**EXERCISE 1**
Find every line in the records that contains the word "field" and copy each of those lines. Case counts.

**SELECTED TEXT**
%%

Another weird thing that I noted is that even though the make tests_bin and the python -m Corrfunc.tests have the same number of bins, the total number of cell-pairs created is different -- 359833 cell pairs when called from python, and 360051 from C (through make). This could be why the static scheduling only fails mildly, rather than spectacularly as with dynamic scheduling.

I have also discovered that there is a race condition with numdone that results in numdone > num_cell_pairs. This race condition does not change even if I change the numdone update from atomic to critical.

JEEZ

manodeep avatar Nov 24 '21 03:11 manodeep

Another weird thing that I noted is that even though the make tests_bin and the python -m Corrfunc.tests have the same number of bins, the total number of cell-pairs created is different -- 359833 cell pairs when called from python, and 360051 from C (through make). This could be why the static scheduling only fails mildly, rather than spectacularly as with dynamic scheduling.

Solved this one - the C tests do not enable_min_sep_opt whereas the python tests do. When I set options.enable_min_sep_opt = 1 within test_periodic_lin.c, then I get the 359833 cell-pairs.

manodeep avatar Nov 24 '21 04:11 manodeep

I did some further reading (can't find the reference - the name looked familiar - so someone in the open-source python ecosystem) and it is possible that the OpenMP issues are occurring because OpenMP is linked while the static library is generated (i.e., libcountpairs.a etc) and those static libraries are then again linked into the dynamic C extension shared library. Might be worthwhile to create a dynamic library for the Corrfunc pair-counters in the first place (or use a dynamic library when linking to the C extensions).

manodeep avatar Jun 14 '23 12:06 manodeep

Creating shared libraries (instead of static libraries) did not resolve the issue of multiple OpenMP runtime libraries (libgomp from compiling with GCC and libiomp5 from mkl within numpy). However, setting "export MKL_THREADING_LAYER=GNU" resolved the problem entirely.

Source - https://github.com/joblib/threadpoolctl/blob/master/multiple_openmp.md (This isn't the article I was referring to in the previous comment)

%%

**EXERCISE 2**
According to the forum thread, what setting resolved the problem of multiple OpenMP runtime libraries?

**INFORMATION PROVIDED**
%%

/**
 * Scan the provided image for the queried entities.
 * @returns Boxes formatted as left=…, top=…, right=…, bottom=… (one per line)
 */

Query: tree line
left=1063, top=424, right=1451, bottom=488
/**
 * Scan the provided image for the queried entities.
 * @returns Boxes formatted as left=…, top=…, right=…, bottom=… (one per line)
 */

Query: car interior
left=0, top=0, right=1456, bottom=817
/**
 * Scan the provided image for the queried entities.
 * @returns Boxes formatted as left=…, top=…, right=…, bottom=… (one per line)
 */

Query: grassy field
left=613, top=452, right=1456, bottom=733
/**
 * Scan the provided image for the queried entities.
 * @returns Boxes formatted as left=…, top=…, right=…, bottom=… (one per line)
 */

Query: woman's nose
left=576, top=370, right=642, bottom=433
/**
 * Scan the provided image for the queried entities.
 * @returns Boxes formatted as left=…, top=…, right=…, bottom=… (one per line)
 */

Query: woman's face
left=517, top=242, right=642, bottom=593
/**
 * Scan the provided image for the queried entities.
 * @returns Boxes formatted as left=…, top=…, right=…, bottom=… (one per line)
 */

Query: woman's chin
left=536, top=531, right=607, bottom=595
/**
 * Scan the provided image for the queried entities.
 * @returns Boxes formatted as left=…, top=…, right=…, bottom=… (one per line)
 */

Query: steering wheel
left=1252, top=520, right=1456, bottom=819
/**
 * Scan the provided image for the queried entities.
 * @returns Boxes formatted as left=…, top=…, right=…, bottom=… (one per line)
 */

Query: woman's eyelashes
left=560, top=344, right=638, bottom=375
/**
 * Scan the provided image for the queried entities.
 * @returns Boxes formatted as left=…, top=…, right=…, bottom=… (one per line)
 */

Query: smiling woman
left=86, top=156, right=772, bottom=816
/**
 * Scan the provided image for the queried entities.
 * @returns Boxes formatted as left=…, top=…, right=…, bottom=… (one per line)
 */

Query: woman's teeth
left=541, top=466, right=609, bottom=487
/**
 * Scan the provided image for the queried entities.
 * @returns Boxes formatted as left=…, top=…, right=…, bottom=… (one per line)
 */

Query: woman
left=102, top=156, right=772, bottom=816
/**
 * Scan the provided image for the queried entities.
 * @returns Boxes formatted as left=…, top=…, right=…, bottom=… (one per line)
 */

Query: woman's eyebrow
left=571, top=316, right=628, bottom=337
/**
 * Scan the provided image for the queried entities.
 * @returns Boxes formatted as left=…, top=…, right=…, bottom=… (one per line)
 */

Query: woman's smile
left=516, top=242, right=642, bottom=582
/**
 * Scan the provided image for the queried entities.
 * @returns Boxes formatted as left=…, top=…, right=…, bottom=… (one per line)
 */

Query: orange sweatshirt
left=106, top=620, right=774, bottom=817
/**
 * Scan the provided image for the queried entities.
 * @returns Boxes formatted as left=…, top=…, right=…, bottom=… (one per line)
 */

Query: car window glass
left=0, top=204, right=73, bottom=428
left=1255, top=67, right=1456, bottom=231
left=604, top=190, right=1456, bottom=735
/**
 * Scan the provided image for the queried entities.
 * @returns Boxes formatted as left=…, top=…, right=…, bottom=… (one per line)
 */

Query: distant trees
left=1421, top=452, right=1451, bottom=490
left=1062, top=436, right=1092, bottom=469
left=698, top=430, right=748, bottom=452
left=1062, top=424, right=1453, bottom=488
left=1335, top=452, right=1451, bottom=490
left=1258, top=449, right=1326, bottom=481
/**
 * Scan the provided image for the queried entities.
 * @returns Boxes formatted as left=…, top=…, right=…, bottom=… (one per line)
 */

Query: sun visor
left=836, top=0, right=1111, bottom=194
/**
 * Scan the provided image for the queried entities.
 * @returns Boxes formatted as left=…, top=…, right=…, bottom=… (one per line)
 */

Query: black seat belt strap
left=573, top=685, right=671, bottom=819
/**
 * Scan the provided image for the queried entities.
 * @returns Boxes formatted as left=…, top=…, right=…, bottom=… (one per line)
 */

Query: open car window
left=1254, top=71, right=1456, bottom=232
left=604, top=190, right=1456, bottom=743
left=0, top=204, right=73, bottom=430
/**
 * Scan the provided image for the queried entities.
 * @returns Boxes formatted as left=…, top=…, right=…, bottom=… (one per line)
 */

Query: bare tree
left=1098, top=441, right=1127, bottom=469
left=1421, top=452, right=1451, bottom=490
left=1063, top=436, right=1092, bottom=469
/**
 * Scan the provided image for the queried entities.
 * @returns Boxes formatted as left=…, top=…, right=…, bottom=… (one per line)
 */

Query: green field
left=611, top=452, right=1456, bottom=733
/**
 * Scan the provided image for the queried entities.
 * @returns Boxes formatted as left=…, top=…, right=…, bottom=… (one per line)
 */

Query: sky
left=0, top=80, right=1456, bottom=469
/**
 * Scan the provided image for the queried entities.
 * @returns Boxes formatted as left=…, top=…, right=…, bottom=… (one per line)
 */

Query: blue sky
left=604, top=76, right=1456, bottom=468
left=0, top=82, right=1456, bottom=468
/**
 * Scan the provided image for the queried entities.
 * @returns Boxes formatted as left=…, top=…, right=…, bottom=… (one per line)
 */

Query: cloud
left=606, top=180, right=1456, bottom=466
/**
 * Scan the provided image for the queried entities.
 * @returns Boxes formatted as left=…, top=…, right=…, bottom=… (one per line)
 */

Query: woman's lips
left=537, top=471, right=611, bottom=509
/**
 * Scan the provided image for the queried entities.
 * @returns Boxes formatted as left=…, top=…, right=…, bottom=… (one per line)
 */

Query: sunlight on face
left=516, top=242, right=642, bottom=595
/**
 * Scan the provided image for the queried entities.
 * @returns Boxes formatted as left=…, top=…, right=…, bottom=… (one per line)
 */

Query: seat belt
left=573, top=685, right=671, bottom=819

%%

**OUTPUT 1**
Query: grassy field
Query: green field

**OUTPUT 2**
Setting "export MKL_THREADING_LAYER=GNU" resolved the problem entirely.